**O que fazer**
No texto sobre o aeroporto em Santarém, explique por que razão o presidente da junta recebeu com espanto a notícia surgida no final de agosto.

**Texto da página**
Santarém não quer ficar a ver passar aviões

O sossego ribatejano dum lado, milhares de postos de trabalhos do outro. Ao centro uma infraestrutura ligada aos desígnios nacionais. A notícia que Santarém pode vir a acolher o futuro aeroporto de Lisboa surpreendeu muitos locais – mas não todos. Populares estão céticos, mas latifundiários não fecham a porta a vender terrenos. E já há sinais de especulação imobiliária.

24 out, 2022 - 08:00 • Fábio Monteiro



Vista da Quinta Monteiro de Matos, uma das propriedades que pode vir a ser afetada pela construção do futuro aeroporto. Foto: Fábio Monteiro/RR
Vista da Quinta Monteiro de Matos, uma das propriedades que pode vir a ser afetada pela construção do futuro aeroporto. Foto: Fábio Monteiro/RR

Ricardo Luís Costa está habituado a ver passar aviões – literal e metaforicamente. Por cima da sede da União de Freguesias de São Vicente do Paúl e Vale de Figueira, município de Santarém, é comum ouvir-se o rasgar das aeronaves militares, que se deslocam em exercícios de e para a base de Monte Real. Da mesma forma, as oportunidades de desenvolvimento regional também costumam passar perto, mas, em regra, vão poisar ou mais perto do litoral ou à capital.

Foi com espanto, por isso, que o presidente da junta recebeu uma notícia que surgiu no final de agosto. O projeto para uma grande infraestrutura, capaz de gerar milhares de postos de trabalho, podia vir, muito em breve, a aterrar-lhe no colo: um grupo de investidores privados, liderados por Humberto Pedrosa, dono do Grupo Barraqueiro e ex-acionista da TAP, pretendia construir um aeroporto na região.

A área para o empreendimento ainda não estava propriamente delimitada, nem havia um mapa. Mas, de acordo com os vários relatos, deveria ficar entre a estação ferroviária de Mato Miranda e uma bomba de gasolina da BP, na A1. Ou seja, ficaria entre o território da União de Freguesias de São Vicente do Paúl e Vale de Figueira e o da União de Freguesias de Casével e Vaqueiros.


Até há cerca de dois meses, Ricardo nunca tinha ouvido falar de tal plano. E, desde então, tudo o que sabe vem de órgãos de comunicação. No gabinete, em que recebe a Renascença, guarda uma pequena pasta com as muitas notícias que têm saído sobre o projeto. Documentos oficiais? Não há.

“Sabemos que os municípios da CIM [Comunidade Intermunicipal] do Médio Tejo já tiveram um encontro e que as câmaras vizinhas aprovam, gostavam que o aeroporto viesse para a zona de Santarém. Seria bom para o nosso concelho, para as freguesias vizinhas. Seria bastante bom”, diz.

Na pilha de folhas de Ricardo estão patentes as proporções que a ideia tomou. Se as primeiras notícias falavam de um pequeno aeródromo regional, de iniciativa privada, em pouco menos de um mês tudo mudou.

Com o futuro aeroporto de Lisboa ainda num impasse – após o episódio da decisão de Pedro Nuno Santos revogada por António Costa -, o primeiro-ministro anunciou, a 23 de setembro, numa tentativa de entendimento com o PSD, a criação de uma comissão técnica para estudar todas as possíveis localizações. E surpresa: Santarém constava na lista.

**Informação extraída**
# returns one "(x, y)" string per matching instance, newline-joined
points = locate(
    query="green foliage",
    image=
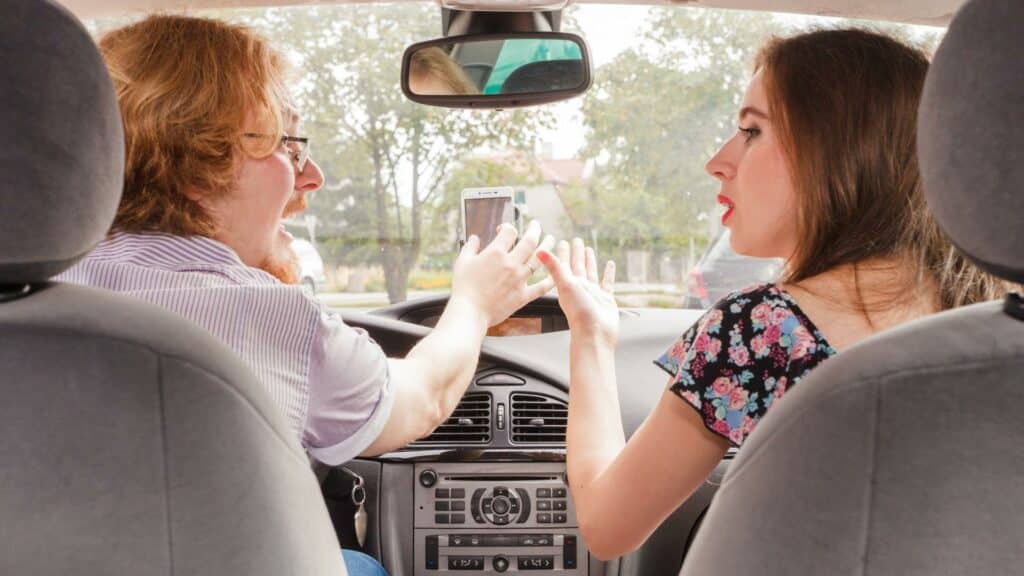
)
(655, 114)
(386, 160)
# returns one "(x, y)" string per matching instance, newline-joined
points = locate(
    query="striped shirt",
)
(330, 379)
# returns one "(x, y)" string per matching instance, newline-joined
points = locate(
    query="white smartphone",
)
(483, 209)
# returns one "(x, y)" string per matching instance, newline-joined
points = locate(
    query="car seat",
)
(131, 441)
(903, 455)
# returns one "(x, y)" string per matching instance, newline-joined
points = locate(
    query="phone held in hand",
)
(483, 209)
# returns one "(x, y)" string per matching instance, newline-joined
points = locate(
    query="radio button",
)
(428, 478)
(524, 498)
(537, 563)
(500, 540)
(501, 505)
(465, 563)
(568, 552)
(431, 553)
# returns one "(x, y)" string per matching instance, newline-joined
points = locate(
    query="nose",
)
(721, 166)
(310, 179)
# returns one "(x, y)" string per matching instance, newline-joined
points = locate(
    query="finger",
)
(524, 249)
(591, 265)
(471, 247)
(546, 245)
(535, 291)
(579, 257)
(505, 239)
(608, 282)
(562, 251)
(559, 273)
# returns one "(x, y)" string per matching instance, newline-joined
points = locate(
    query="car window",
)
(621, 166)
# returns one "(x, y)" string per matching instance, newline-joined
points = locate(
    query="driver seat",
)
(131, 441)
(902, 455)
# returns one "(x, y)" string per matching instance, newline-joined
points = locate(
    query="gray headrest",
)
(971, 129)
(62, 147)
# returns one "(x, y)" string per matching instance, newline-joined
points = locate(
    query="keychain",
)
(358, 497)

**Tarefa concluída**
Ricardo Luís Costa ficou espantado porque as oportunidades de desenvolvimento regional costumam passar perto da sua região, mas em regra vão parar mais perto do litoral ou à capital. Desta vez, um projeto capaz de gerar milhares de postos de trabalho podia vir a instalar-se ali mesmo, com a construção de um aeroporto na região.